Additional $1.96b needed to coordinate global COVID-19 response – WHO

The World Health Organization (WHO) needs an additional $1.96 billion in 2021 to continue coordinating the global COVID-19 pandemic response. More than 60 per cent of this amount would go towards requirements for the “Access to COVID-19 tools”, including diagnostics, treatments and vaccines.

The WHO is making an appeal for continued support as the COVID-19 Solidarity Response Fund marks its first anniversary.

A statement by the WHO made available to said the fund has raised more than $242 million from more than 661,000 individuals, corporations, and other organizations to support the  WHO and partners’ global COVID-19 response.

“The fund helps WHO to deploy lifesaving supplies, information and research to countries across the globe,” it added.

One year ago, the WHO created the COVID-19 Solidarity Response Fund to respond to the unprecedented show of support by individuals and companies to help the fight against the pandemic.

“Powered by the UN Foundation and the Swiss Philanthropy Foundation, it was developed as an innovative platform to enable private companies, individuals and other organizations to contribute directly to WHO’s efforts to prevent, detect, and respond to COVID-19 around the world,” the statement noted.

It added that the fund’s first year has seen unprecedented solidarity and more than 661,000 donors have contributed nearly $250 million.

According to the statement, the funds have been used to provide millions of frontline workers critical personal protective equipment, medical supplies, and testing kits including managing misinformation.

Support had also gone to vulnerable populations like refugees and displaced persons and helped accelerate the research on vaccines, tests, and treatments.

The Solidarity Response Fund has been a critical source of funding for the WHO’s overall response.

Since the beginning of the pandemic, the WHO has shipped nearly 250 million items of personal protective equipment and vital medical supplies including oxygen across more than 150 countries.

Given data ▸

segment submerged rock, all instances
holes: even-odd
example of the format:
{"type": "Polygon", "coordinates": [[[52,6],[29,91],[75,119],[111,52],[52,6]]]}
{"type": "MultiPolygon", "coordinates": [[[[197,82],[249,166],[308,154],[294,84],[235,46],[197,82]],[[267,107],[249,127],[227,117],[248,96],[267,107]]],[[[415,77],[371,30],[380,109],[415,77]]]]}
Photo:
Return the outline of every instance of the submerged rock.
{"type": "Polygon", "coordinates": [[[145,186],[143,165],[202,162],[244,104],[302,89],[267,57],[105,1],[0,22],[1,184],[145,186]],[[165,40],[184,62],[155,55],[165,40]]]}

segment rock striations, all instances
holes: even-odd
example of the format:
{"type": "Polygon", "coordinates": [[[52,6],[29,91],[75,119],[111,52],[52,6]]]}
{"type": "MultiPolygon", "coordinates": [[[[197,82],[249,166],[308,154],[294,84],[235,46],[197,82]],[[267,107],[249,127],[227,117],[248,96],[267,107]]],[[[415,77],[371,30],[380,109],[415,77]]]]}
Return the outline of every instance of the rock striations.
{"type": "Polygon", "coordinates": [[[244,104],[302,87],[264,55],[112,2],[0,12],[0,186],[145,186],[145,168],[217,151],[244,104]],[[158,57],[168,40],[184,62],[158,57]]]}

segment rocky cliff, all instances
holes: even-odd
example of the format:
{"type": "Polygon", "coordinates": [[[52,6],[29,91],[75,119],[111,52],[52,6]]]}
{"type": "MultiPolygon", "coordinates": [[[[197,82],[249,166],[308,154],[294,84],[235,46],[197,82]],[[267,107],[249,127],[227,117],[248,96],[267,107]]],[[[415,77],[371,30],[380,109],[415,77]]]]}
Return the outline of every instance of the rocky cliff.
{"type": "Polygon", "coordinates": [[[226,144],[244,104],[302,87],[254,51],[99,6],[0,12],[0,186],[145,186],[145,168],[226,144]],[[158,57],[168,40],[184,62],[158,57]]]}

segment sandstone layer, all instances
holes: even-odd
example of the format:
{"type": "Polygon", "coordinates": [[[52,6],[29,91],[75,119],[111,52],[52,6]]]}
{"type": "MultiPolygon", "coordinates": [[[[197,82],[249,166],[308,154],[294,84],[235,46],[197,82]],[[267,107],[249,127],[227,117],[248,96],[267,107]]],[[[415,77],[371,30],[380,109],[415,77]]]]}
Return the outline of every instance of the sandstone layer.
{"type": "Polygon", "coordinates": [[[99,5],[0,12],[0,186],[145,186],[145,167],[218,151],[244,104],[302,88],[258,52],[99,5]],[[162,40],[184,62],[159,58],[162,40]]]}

What this exercise asks ▸
(A) In the article on the WHO's COVID-19 funding appeal, which two foundations power the COVID-19 Solidarity Response Fund?
(B) Resume the article on the WHO's COVID-19 funding appeal, starting after its last sentence.
The listing is not needed.

Answer list ▸
(A) The UN Foundation and the Swiss Philanthropy Foundation.

(B)
It has strengthened hundreds of national and subnational laboratories with technical support, supplied more than 250 million COVID-19 tests, coordinated the deployment of more than 180 teams across the world and supported more than 12 000 intensive care beds in health systems that might otherwise have been overwhelmed.

The WHO noted that despite this progress, current trends show that the fight is far from over.

The global body is therefore making a renewed call for action for funds to contribute to the estimated   $1.96 billion required HO in 2021 to respond to remaining and new challenges in the fight against COVID-19.

According to the WHO, contributions to the next phase of the fund will support its efforts together with its partners to continue to suppress transmission, reduce exposure, counter misinformation, protect the vulnerable, reduce mortality and morbidity and accelerate equitable access to new COVID-19 tools.

It would also support the WHO’s work with the ACT-Accelerator, to scale up vaccination globally, particularly for the most vulnerable countries, and ensure the delivery of life-saving supplies.

The recently launched WHO Foundation is leading the next phase of the Solidarity Response Fund to support the continuing fight against the COVID-19 pandemic, working in collaboration with the United Nations Foundation and a global network of fiduciary partners.

Launched in May 2020, the WHO Foundation is an independent grant-making organization that supports the WHO’s efforts to address urgent global health challenges.